**Given problem**:
List every statement typed after the ">>>" prompt in the article below on Python's is operator.

Python: perils of «x is 1»

2007-06-11

This arises from very useful discussions with Gareth and Paul in my article on Iverson’s convention.

Python code, like this: «if x is 1 :», that uses is to test equality with numbers, is subtely wrong and should not be tolerated. Python’s is operator tests for object identity (whether two expressions evaluate to the same object). Numbers in Python are objects just like everything else (and very sensible this is too).

The problem is that there may be more than one object with the same value. And since you as a programmer are almost certainly only interested in the value of a number it’s probably a mistake to use is for numbers. Two numbers with the same value aren’t necessarily the same object. Example using float:

>>> x = 1.0
>>> x is 1.0
False
>>> x == 1.0
True

Each floating point number is actually a new object, so the «x is 1.0» test fails; the literal 1.0 creates a new float object that is not the same as the one that was created for the assignment «x = 1.0».

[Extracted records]
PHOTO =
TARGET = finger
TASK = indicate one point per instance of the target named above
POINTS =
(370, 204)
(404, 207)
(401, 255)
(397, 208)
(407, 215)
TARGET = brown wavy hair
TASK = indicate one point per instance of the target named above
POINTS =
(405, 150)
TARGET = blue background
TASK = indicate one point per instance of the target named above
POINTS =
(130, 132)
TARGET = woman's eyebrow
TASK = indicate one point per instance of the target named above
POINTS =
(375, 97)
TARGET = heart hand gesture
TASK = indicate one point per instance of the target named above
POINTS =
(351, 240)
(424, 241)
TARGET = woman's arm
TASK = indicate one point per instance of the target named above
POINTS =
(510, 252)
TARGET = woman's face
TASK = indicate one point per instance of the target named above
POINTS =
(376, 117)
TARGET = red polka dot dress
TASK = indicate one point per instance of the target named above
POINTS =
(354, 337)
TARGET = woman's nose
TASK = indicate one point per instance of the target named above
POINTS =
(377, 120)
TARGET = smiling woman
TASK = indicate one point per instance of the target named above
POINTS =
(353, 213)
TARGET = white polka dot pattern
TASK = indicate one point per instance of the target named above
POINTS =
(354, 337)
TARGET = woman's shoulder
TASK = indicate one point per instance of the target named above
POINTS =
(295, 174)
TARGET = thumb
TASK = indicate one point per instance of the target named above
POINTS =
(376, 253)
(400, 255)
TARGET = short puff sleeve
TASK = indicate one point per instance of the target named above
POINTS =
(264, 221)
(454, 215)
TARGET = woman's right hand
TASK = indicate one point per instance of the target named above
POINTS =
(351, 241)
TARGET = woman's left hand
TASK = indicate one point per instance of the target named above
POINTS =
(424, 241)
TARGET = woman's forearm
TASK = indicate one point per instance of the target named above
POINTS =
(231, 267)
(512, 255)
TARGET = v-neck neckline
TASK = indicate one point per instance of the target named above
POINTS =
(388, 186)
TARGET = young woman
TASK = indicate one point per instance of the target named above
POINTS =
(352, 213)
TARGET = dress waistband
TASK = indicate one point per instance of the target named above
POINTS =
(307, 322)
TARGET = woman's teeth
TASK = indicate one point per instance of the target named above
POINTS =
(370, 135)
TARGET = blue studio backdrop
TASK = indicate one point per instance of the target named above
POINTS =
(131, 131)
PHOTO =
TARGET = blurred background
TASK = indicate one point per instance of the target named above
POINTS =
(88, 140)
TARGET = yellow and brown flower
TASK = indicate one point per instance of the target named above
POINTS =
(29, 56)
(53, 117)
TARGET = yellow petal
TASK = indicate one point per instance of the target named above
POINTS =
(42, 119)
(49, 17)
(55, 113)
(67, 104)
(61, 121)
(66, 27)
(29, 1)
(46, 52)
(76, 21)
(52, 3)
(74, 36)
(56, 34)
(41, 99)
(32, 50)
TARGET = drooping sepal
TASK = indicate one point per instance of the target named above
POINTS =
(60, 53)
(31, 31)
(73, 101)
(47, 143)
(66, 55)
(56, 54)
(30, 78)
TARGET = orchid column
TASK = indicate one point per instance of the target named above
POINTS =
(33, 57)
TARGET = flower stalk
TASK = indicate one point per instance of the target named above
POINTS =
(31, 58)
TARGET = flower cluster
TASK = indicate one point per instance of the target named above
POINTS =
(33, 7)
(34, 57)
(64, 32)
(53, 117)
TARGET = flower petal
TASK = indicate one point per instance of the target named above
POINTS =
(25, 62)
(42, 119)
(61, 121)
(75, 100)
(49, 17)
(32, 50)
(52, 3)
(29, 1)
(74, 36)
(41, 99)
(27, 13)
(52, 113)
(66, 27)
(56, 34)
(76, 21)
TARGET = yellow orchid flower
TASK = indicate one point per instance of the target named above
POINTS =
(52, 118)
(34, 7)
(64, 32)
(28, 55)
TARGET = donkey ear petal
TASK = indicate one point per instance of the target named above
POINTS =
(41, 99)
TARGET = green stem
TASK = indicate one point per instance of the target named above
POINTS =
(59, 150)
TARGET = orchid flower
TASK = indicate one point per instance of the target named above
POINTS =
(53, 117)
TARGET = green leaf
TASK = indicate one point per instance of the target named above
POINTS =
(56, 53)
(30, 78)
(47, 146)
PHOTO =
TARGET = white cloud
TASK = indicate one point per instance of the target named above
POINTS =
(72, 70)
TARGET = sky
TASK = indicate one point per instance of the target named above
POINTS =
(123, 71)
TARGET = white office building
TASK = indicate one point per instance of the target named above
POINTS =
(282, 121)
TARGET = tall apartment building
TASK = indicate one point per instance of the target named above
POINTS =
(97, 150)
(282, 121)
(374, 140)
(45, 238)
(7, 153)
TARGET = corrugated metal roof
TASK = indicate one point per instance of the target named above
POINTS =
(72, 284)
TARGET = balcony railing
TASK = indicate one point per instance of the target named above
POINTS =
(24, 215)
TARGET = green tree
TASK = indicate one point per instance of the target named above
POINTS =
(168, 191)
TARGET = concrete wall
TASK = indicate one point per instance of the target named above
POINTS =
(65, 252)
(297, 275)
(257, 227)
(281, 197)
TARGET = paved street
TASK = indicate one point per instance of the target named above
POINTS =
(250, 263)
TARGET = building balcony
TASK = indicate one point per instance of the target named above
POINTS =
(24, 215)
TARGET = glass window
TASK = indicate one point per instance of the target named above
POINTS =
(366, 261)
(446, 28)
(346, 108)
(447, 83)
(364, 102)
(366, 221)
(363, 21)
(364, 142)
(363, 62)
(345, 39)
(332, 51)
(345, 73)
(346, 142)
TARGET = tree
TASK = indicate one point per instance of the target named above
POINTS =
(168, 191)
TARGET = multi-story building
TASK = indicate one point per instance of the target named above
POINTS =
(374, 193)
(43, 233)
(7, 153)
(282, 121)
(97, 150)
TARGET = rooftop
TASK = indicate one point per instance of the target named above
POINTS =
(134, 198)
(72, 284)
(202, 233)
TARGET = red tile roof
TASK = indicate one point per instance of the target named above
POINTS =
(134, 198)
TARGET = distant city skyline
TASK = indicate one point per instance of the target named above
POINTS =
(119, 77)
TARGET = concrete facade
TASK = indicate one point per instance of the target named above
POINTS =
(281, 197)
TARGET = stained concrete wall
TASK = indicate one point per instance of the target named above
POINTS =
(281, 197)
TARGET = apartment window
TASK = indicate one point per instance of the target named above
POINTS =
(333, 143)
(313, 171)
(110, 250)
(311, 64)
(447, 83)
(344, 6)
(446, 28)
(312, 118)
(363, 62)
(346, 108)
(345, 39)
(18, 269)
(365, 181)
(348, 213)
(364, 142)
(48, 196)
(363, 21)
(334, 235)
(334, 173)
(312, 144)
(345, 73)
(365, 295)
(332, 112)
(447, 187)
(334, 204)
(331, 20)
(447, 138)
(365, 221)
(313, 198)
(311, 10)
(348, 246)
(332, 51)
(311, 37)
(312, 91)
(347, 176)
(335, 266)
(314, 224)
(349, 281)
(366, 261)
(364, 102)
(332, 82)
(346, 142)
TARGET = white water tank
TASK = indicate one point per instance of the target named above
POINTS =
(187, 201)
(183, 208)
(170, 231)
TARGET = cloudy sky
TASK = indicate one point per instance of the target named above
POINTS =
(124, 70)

**The response**:
x = 1.0
x is 1.0
x == 1.0